● DATA FOR THIS EXERCISE:
+ + + + + + +
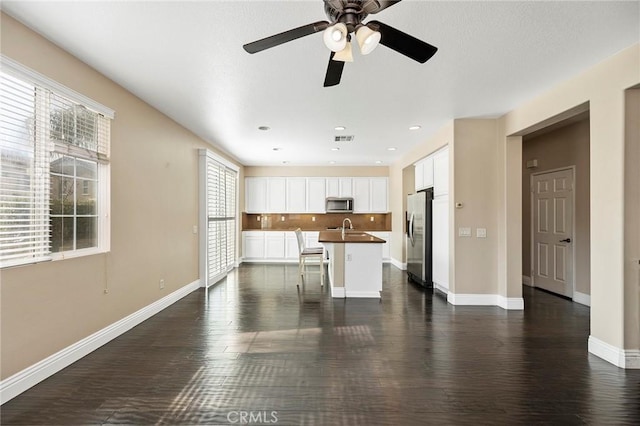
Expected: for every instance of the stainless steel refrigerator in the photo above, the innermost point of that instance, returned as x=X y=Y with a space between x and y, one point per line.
x=419 y=237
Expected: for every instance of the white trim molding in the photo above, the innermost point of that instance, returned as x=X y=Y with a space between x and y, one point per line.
x=510 y=303
x=582 y=298
x=31 y=376
x=629 y=358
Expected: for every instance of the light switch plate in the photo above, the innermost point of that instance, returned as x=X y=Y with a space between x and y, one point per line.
x=464 y=232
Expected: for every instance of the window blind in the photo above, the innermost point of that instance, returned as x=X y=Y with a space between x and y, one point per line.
x=221 y=222
x=24 y=173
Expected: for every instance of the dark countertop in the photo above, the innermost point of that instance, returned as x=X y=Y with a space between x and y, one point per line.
x=351 y=236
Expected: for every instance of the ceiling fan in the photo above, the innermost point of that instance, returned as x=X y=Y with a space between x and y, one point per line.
x=345 y=18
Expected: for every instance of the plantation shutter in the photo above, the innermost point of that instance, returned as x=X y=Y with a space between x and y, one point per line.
x=220 y=214
x=24 y=173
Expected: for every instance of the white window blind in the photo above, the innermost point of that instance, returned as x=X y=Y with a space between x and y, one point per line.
x=219 y=218
x=24 y=173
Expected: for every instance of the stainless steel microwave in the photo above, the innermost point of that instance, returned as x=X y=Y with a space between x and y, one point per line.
x=339 y=205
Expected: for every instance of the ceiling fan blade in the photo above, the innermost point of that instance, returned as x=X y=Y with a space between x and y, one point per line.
x=277 y=39
x=403 y=43
x=334 y=72
x=375 y=6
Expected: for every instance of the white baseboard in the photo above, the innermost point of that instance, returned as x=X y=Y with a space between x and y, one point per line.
x=629 y=358
x=440 y=287
x=31 y=376
x=511 y=303
x=363 y=294
x=337 y=292
x=582 y=298
x=400 y=265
+ + + + + + +
● PROBLEM REQUIREMENTS: Arrange all of the data above as a numbered list, skipping any blank lines and leaving out the pictures.

● OUTPUT OF THE EXERCISE:
1. Expected: for every instance of the stainless steel refrigerator in the photo above, the innermost point of that instance, returned as x=X y=Y with a space between x and y, one point per line.
2. x=419 y=237
3. Expected: for every instance of the white trim molding in the photo above, the innermost point of that instance, returned as x=X y=Y with a space between x and y, one point per line.
4. x=510 y=303
5. x=582 y=298
6. x=31 y=376
7. x=629 y=358
8. Expected: for every instance of the light switch plate in the photo above, the innermost point of that instance, returned as x=X y=Y with a space between x and y, one point per line.
9. x=464 y=232
10. Expected: for every instance of the window blind in the photo above, the innermost point of that instance, returned as x=X y=Y with a space between x and y, one point per line.
11. x=221 y=222
12. x=24 y=173
13. Expected: for every instance of the dark countertop in the photo above, the innermost point of that instance, returned as x=X y=Y with a space between x and y, one point per line.
14. x=351 y=236
15. Expected: for every instance of the ceiling fan in the photo above, the innermost point of that instance, returned as x=X y=Y with a space between x and y, one point per line.
16. x=345 y=18
17. Expected: for every instance of the plantation shutter in the photo above, the innermost point of that instance, returned as x=X y=Y with a space between x and y, one point per line.
18. x=220 y=214
19. x=24 y=173
20. Expected: for every instance of the white window blind in the photo above, the innermost point of that instance, returned as x=X y=Y with a space between x and y, one point per line.
21. x=219 y=218
22. x=24 y=173
23. Expected: for every instance of the stainless steel microwave in the photo above, the innermost point of that instance, returned as x=X y=Y with a space between x and y, one point per line.
24. x=339 y=205
25. Expected: for every instance of the ceiling fan blade in the photo above, the innermost point of that instance, returned as x=X y=Y with a space between x and y, one point per line.
26. x=277 y=39
27. x=403 y=43
28. x=334 y=72
29. x=375 y=6
30. Expected: for every instance of the white baseboard in the photo above, the innermost point of that instance, returned as x=X y=Y with a space between x and y, one point per line.
31. x=629 y=358
32. x=440 y=287
33. x=31 y=376
34. x=511 y=303
35. x=363 y=294
36. x=337 y=292
37. x=582 y=298
38. x=400 y=265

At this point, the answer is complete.